**Task item A**:
In the biography of Ernő László, under whom did he complete his clinical studies in Berlin?
**Task item B**:
Write the next part of the biography of Ernő László, picking up after its final sentence.

**Document section**:
Dermatologist, businessman (1897–1973)

Ernő László (11 July 1897 – March 1973) was a Hungarian-American dermatologist and cosmetics businessman who founded The Ernő László Institute.

==Early life==
László was born in the Kingdom of Hungary and raised in Budapest. He studied skin pathology and skin disease at the Royal Hungarian University of Medical Sciences in Budapest, and completed his clinical studies in Berlin, Germany, under Max Joseph.

In 1927, László opened his first institute in Budapest with his brother, William Laszlo, the dr. Med. László Institute for Scientific Cosmetology. He achieved fame when he created a special foundation cream for Princess Stéphanie of Belgium who lost her self-confidence due to an acute case of acne. His reputation was further solidified after he treated actress Frida Gombaszoegi's facial scars after being shot in the face by a man she rejected. Soon, women from all ranks of society wanted to see László for skin and make-up advice.

**Dataset**:
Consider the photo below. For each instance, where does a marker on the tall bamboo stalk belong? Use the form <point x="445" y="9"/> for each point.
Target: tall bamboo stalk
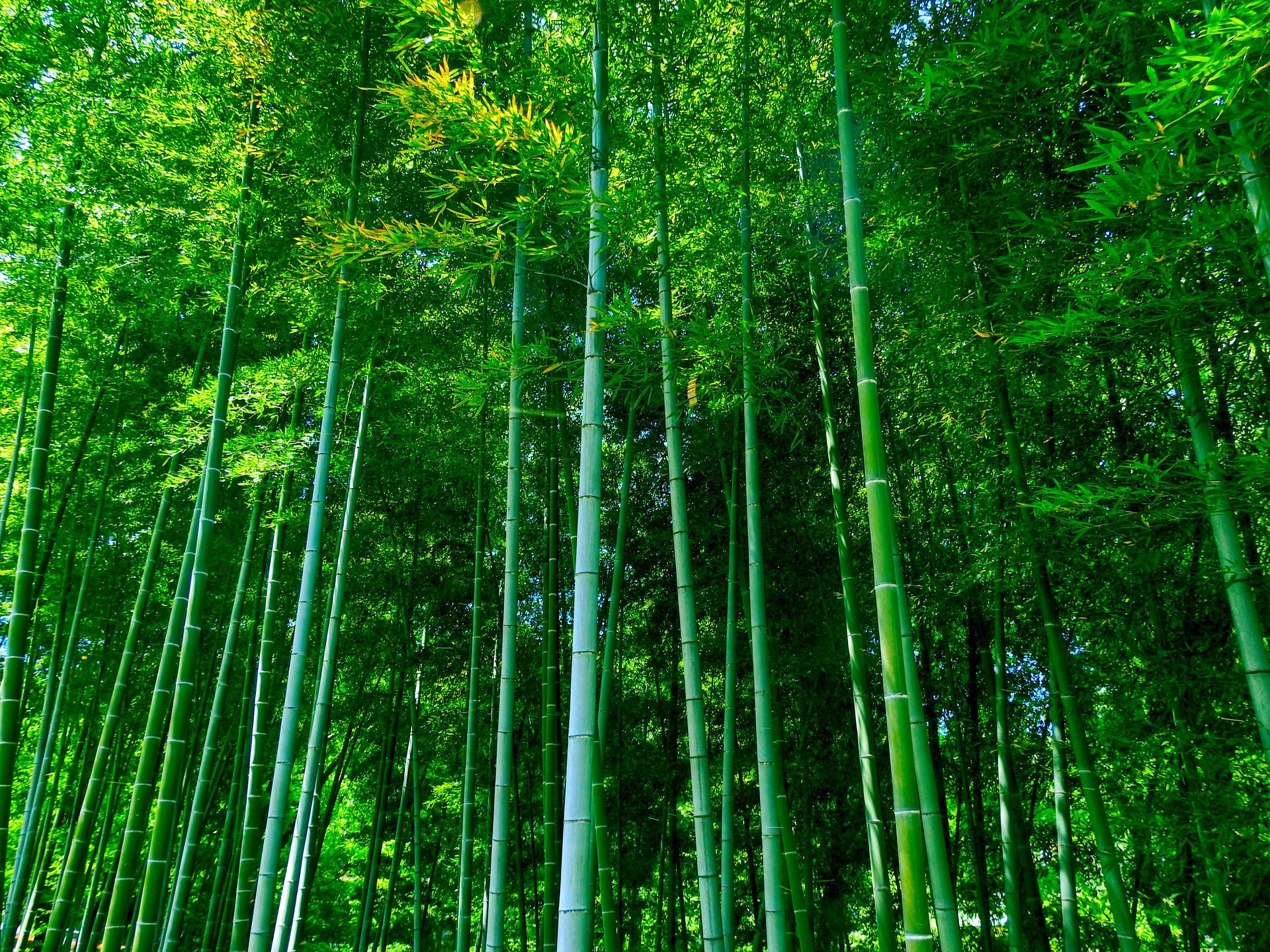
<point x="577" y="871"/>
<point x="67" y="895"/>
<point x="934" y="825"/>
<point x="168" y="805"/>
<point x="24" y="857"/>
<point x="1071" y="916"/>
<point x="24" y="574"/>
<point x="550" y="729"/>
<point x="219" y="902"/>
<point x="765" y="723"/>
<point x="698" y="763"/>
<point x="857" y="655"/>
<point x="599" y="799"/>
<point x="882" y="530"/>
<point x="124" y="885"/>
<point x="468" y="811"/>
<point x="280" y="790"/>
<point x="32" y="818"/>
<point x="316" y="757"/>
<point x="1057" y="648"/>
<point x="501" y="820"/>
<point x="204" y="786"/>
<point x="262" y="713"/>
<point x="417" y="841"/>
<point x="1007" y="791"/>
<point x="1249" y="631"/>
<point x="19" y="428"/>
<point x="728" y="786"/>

---

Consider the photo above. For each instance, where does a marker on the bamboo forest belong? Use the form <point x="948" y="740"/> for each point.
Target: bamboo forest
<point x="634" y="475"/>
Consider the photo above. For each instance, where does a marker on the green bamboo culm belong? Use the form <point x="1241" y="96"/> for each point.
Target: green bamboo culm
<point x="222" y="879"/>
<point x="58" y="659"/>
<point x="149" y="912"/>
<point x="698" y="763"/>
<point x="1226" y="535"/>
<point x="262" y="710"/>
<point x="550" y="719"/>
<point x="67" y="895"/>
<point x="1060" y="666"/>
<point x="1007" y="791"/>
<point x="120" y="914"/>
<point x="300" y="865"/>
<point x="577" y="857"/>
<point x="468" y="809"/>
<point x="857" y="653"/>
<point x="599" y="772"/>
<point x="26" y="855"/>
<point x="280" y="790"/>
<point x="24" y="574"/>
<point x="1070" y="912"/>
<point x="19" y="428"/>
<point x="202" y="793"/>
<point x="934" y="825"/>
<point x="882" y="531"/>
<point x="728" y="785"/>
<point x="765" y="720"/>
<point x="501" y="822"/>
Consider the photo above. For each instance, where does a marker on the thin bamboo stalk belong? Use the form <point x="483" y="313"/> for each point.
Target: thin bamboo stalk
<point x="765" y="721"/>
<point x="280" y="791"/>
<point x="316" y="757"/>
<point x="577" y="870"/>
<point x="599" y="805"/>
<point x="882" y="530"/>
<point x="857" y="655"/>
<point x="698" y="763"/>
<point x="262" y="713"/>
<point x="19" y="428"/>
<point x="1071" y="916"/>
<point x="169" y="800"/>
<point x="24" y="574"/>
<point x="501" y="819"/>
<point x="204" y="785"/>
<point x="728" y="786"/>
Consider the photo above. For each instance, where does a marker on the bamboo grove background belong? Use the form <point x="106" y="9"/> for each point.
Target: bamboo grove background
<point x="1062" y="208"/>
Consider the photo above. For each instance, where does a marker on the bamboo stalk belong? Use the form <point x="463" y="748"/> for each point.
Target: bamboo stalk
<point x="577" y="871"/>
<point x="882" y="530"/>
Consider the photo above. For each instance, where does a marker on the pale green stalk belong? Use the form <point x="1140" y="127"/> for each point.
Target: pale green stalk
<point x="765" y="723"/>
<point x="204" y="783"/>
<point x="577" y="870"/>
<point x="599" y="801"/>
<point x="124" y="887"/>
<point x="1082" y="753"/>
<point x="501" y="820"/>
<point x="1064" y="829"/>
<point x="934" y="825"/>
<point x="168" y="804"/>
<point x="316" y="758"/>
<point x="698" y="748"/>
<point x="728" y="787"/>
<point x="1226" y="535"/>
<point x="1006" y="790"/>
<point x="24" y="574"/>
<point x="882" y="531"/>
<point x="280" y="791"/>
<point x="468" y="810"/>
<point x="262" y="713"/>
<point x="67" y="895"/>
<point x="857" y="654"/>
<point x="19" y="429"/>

...

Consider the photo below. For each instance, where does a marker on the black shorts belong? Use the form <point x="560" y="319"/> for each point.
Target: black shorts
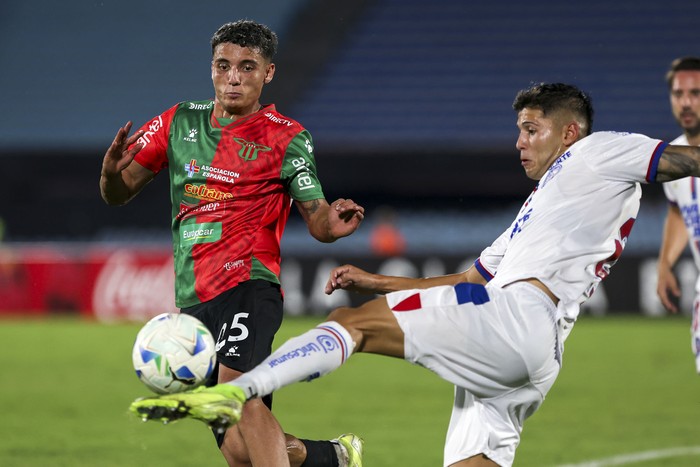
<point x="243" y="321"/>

**Exercise response A**:
Max Joseph

**Exercise response B**:
==The Ernő László Institute==
In 1939, at the onset of World War II, László moved to New York. On 3 November 1939, the New York Herald Tribune reported that the Ernő László Institute, specializing in beauty treatments and cosmetics, had leased a floor in a building on 677 Fifth Avenue, Manhattan. László's poor command of the English language threatened his institute, for despite the efforts of a language coach he could not pass the American Medical Association's accreditation examinations.

The Ernő László Institute was aimed at the rich, famous and powerful. One needed to be recommended to gain admittance. Among his clients were the Duchess of Windsor, Doris Duke, Marjorie Merriweather Post, Greta Garbo, Lillian Gish, Grace Kelly, Ava Gardner, Cecil Beaton, Katharine Hepburn, Paulette Goddard, Audrey Hepburn, Marilyn Monroe, and Jacqueline Kennedy Onassis.

In the early 1940s, Helena Rubinstein approached László and offered to buy his business, but he declined. In 1945, László became a United States citizen. In 1966, László entered the retail marketplace, with partner Chesebrough-Ponds, which later bought the Ernő László Institute.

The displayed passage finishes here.